A zombie apocalypse is one thing. A volcanic eruption is quite another, for, as the journalist who does a framing voice-over narration for Brooks’ latest puts it, when Mount Rainier popped its cork, “it was the psychological aspect, the hyperbole-fueled hysteria that had ended up killing the most people.” Maybe, but the sasquatches whom the volcano displaced contributed to the statistics, too, if only out of self-defense. Brooks places the epicenter of the Bigfoot war in a high-tech hideaway populated by the kind of people you might find in a Jurassic Park franchise: the schmo who doesn’t know how to do much of anything but tries anyway, the well-intentioned bleeding heart, the know-it-all intellectual who turns out to know the wrong things, the immigrant with a tough backstory and an instinct for survival. Indeed, the novel does double duty as a survival manual, packed full of good advice—for instance, try not to get wounded, for “injury turns you from a giver to a taker. Taking up our resources, our time to care for you.” Brooks presents a case for making room for Bigfoot in the world while peppering his narrative with timely social criticism about bad behavior on the human side of the conflict: The explosion of Rainier might have been better forecast had the president not slashed the budget of the U.S. Geological Survey, leading to “immediate suspension of the National Volcano Early Warning System,” and there’s always someone around looking to monetize the natural disaster and the sasquatch-y onslaught that follows. Brooks is a pro at building suspense even if it plays out in some rather spectacularly yucky episodes, one involving a short spear that takes its name from “the sucking sound of pulling it out of the dead man’s heart and lungs.” Grossness aside, it puts you right there on the scene.

**Source records:**

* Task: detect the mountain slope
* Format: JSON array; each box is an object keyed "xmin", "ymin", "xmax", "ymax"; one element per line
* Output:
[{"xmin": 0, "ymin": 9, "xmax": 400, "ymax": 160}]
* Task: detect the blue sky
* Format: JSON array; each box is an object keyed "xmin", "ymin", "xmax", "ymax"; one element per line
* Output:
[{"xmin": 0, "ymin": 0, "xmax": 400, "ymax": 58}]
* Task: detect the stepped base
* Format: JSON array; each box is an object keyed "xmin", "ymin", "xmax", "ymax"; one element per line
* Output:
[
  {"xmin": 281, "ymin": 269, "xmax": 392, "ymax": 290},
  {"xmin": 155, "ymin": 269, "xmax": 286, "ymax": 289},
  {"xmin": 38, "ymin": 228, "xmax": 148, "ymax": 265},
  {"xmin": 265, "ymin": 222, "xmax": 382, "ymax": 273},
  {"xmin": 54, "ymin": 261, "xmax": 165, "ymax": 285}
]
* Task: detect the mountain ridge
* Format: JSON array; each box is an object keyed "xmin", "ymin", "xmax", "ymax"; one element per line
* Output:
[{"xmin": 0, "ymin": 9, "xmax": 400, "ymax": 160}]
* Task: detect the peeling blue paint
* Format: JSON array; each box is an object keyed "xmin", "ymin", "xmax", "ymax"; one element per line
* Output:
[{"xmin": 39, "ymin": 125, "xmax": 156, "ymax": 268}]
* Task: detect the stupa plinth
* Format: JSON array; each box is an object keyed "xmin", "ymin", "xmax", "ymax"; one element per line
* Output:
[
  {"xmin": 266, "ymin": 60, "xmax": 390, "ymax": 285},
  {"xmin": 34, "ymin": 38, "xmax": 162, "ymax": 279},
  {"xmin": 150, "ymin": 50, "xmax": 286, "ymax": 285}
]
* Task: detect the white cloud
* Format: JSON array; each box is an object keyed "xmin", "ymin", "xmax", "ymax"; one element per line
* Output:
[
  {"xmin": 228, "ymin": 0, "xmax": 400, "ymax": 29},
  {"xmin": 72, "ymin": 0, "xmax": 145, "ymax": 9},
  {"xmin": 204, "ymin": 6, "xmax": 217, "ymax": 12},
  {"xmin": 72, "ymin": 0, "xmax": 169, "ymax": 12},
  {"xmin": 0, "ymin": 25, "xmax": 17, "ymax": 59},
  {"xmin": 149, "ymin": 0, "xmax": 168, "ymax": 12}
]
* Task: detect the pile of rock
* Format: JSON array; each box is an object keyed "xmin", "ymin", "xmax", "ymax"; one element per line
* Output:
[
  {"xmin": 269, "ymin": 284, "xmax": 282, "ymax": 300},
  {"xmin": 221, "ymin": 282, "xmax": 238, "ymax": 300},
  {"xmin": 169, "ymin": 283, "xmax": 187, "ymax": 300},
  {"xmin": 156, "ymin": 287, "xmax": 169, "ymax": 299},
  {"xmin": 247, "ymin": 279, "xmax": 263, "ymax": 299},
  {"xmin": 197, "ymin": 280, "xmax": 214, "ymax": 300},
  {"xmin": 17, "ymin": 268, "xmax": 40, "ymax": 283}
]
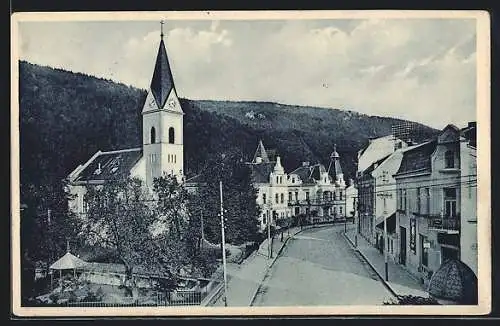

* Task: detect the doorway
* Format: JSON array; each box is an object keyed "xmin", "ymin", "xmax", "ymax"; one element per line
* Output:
[{"xmin": 399, "ymin": 226, "xmax": 406, "ymax": 265}]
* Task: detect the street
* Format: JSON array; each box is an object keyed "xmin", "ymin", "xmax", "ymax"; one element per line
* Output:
[{"xmin": 253, "ymin": 225, "xmax": 391, "ymax": 306}]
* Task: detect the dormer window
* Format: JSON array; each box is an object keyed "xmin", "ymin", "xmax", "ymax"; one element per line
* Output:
[{"xmin": 444, "ymin": 151, "xmax": 455, "ymax": 169}]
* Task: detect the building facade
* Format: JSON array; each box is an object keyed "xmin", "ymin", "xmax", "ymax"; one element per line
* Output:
[
  {"xmin": 394, "ymin": 125, "xmax": 477, "ymax": 283},
  {"xmin": 67, "ymin": 28, "xmax": 184, "ymax": 214}
]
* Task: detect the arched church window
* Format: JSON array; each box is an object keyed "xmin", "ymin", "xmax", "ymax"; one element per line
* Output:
[
  {"xmin": 168, "ymin": 127, "xmax": 175, "ymax": 144},
  {"xmin": 151, "ymin": 127, "xmax": 156, "ymax": 144}
]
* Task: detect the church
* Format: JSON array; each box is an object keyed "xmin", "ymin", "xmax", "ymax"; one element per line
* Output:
[{"xmin": 67, "ymin": 24, "xmax": 184, "ymax": 214}]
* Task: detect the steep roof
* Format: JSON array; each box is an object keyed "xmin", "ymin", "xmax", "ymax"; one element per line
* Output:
[
  {"xmin": 460, "ymin": 122, "xmax": 477, "ymax": 148},
  {"xmin": 250, "ymin": 162, "xmax": 274, "ymax": 183},
  {"xmin": 290, "ymin": 163, "xmax": 326, "ymax": 184},
  {"xmin": 252, "ymin": 140, "xmax": 269, "ymax": 163},
  {"xmin": 396, "ymin": 139, "xmax": 437, "ymax": 175},
  {"xmin": 151, "ymin": 37, "xmax": 175, "ymax": 109},
  {"xmin": 358, "ymin": 135, "xmax": 406, "ymax": 172},
  {"xmin": 71, "ymin": 148, "xmax": 142, "ymax": 182}
]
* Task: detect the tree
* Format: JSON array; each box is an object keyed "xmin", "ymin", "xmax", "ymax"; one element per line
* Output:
[
  {"xmin": 82, "ymin": 178, "xmax": 157, "ymax": 296},
  {"xmin": 153, "ymin": 175, "xmax": 191, "ymax": 275}
]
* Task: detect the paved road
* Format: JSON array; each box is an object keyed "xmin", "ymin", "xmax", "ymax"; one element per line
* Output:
[{"xmin": 253, "ymin": 225, "xmax": 391, "ymax": 306}]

**Given task A:** List the kinds of people that the review says populate the high-tech hideaway.
**Given task B:** Filter the listing, keeping only the lines that contain the string "blue".
The review and the listing have nothing to do with each other.

**Expected answer A:**
- the schmo who doesn't know how to do much of anything but tries anyway
- the well-intentioned bleeding heart
- the know-it-all intellectual who turns out to know the wrong things
- the immigrant with a tough backstory and an instinct for survival

**Expected answer B:**
* Task: detect the blue sky
* Task: detect the peeling blue paint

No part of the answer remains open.